## Exercise
Once you have counted the lines below that contain "speaker", give that number and nothing else.

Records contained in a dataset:
►

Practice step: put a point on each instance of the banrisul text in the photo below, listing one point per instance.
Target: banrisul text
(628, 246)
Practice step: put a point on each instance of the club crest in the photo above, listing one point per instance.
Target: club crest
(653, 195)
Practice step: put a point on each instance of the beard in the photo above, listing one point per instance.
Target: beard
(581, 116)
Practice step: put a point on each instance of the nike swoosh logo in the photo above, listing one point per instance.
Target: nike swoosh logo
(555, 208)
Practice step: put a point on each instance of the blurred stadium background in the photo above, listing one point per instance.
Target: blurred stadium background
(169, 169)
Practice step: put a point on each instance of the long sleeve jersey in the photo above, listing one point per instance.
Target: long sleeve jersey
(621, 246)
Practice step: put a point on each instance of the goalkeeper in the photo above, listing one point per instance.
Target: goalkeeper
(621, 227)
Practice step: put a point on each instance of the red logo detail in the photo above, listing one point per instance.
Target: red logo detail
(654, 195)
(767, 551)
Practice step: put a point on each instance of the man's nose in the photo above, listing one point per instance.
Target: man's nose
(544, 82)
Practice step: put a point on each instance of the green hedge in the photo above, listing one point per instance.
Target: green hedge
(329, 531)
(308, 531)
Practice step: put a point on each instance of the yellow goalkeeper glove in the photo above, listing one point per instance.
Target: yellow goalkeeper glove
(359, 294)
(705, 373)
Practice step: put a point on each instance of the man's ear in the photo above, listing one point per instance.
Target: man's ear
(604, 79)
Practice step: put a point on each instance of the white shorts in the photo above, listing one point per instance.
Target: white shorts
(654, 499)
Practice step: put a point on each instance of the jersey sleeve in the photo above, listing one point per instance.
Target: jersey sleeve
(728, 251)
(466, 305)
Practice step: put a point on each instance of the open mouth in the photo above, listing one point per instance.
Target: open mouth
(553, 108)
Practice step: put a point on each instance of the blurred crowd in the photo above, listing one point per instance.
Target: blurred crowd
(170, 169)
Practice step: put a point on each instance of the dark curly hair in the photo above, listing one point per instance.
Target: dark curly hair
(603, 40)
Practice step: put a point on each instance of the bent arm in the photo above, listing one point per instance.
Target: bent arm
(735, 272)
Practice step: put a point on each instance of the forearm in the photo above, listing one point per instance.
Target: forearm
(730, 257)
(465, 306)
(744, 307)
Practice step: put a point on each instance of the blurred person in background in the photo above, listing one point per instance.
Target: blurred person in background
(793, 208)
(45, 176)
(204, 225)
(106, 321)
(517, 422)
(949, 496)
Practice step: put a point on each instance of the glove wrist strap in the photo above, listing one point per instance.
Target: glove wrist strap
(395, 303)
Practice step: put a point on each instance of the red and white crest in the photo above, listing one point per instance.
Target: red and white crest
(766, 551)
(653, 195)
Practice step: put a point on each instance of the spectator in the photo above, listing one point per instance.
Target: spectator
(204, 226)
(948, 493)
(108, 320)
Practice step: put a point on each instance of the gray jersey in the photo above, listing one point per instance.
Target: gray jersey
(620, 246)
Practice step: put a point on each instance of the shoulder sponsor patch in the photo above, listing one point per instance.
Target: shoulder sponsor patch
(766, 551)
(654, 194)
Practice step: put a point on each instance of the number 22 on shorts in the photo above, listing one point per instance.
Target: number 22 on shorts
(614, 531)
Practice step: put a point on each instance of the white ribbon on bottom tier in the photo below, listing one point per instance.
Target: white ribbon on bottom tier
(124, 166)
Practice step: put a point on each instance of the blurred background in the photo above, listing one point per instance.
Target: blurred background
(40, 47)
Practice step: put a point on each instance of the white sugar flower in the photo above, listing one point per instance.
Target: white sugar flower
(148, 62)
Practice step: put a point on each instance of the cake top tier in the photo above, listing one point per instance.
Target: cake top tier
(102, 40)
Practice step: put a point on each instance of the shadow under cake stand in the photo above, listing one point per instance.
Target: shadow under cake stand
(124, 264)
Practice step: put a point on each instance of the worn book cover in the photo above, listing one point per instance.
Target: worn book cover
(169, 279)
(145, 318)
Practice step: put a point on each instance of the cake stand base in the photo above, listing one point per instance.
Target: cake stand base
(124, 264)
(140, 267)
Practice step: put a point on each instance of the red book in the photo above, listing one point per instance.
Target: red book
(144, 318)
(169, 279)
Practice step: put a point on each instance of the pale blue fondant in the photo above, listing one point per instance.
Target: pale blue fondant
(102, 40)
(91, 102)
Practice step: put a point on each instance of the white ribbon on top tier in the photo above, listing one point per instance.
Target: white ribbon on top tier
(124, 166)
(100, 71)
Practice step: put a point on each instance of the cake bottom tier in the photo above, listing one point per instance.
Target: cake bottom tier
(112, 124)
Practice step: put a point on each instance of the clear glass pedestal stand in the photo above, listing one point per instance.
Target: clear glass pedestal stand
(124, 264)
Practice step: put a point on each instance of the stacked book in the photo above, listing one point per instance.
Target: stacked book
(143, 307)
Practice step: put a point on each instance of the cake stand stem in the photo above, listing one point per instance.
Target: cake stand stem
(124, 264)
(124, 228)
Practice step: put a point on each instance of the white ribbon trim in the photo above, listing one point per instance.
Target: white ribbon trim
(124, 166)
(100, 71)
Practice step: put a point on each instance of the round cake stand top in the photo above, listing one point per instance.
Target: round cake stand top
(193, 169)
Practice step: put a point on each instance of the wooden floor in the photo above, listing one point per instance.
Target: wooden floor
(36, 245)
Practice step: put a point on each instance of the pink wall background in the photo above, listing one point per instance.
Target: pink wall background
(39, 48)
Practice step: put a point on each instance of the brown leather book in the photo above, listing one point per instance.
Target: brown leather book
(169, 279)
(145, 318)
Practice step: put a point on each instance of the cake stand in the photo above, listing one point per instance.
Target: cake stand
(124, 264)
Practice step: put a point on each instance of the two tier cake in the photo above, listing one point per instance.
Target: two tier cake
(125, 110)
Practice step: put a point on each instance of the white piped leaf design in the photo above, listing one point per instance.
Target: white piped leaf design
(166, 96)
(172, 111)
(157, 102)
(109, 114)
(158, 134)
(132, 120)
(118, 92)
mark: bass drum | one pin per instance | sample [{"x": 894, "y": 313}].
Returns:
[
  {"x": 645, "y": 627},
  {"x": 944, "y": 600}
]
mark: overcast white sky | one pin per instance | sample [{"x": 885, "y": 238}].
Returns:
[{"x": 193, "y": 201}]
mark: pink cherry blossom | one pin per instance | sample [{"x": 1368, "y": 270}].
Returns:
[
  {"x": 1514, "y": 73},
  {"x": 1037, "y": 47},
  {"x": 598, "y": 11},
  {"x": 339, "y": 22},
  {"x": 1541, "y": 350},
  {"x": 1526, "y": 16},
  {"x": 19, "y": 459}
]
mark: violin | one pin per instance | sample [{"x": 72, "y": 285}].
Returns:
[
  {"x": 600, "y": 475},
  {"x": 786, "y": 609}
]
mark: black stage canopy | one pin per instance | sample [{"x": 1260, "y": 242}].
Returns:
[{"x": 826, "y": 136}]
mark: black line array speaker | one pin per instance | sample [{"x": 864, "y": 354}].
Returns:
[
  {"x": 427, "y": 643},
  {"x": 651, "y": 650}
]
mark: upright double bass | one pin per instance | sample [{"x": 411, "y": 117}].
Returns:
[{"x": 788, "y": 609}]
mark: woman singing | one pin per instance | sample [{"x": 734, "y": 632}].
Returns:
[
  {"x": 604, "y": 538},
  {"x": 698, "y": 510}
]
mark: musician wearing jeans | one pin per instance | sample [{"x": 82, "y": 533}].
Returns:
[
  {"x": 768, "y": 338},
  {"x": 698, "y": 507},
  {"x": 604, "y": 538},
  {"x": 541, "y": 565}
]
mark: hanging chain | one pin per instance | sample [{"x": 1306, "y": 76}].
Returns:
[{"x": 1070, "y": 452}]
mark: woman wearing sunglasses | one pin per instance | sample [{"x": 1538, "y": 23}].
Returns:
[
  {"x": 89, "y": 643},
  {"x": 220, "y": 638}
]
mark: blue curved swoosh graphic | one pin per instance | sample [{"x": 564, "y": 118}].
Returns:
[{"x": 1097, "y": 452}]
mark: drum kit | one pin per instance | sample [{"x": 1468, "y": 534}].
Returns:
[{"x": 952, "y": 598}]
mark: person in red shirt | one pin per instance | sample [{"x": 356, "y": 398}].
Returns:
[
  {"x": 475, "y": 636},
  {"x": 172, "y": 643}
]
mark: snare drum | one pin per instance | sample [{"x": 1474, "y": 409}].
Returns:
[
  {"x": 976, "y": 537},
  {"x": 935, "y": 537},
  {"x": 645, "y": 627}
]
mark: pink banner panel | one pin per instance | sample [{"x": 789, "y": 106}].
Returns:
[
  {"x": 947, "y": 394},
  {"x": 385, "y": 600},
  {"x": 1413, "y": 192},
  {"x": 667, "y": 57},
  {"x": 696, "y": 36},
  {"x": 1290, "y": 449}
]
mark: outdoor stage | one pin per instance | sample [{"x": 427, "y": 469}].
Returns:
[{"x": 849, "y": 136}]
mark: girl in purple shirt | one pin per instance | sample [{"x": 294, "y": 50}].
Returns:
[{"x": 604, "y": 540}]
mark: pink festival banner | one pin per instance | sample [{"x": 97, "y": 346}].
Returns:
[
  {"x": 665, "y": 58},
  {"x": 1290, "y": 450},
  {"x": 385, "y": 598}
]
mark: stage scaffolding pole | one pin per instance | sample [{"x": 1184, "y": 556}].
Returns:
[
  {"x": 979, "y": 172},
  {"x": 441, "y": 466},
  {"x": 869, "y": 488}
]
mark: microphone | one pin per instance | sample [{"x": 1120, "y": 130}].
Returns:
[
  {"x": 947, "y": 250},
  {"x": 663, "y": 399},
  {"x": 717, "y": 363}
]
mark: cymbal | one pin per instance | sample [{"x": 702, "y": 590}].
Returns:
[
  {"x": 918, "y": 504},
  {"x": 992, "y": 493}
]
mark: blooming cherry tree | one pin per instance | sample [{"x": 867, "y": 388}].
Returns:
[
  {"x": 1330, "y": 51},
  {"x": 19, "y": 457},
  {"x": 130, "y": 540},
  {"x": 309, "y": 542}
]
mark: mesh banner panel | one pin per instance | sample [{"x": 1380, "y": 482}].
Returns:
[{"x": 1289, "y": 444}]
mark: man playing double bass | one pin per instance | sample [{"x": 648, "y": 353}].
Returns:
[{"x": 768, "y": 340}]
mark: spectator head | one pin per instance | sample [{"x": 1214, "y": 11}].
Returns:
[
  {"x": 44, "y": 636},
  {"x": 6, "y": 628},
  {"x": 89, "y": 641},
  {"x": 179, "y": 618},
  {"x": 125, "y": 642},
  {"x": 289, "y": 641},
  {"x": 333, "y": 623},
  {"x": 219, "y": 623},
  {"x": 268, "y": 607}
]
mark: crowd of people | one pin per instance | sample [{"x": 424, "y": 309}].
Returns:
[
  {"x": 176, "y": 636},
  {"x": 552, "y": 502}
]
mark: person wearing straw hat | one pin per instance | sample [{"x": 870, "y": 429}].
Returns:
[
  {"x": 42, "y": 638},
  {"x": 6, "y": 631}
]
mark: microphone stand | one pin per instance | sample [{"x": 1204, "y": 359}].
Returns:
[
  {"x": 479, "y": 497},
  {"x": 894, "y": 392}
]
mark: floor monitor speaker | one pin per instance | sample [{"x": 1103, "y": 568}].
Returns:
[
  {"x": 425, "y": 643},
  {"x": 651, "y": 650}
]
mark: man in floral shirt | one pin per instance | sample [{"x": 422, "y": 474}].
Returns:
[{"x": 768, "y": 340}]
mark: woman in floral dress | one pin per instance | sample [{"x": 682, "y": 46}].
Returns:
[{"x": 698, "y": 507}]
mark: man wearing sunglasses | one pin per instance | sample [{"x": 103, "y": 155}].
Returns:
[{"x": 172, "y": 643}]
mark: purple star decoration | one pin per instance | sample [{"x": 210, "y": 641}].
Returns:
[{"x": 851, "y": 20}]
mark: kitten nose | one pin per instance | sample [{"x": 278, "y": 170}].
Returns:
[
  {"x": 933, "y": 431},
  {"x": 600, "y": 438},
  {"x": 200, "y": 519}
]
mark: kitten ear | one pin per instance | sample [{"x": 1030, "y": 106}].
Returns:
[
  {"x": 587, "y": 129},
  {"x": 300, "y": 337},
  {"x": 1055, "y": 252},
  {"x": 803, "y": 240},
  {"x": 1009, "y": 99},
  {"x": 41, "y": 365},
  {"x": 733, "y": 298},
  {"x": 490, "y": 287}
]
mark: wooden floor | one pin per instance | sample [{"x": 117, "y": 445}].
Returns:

◄

## Your response
2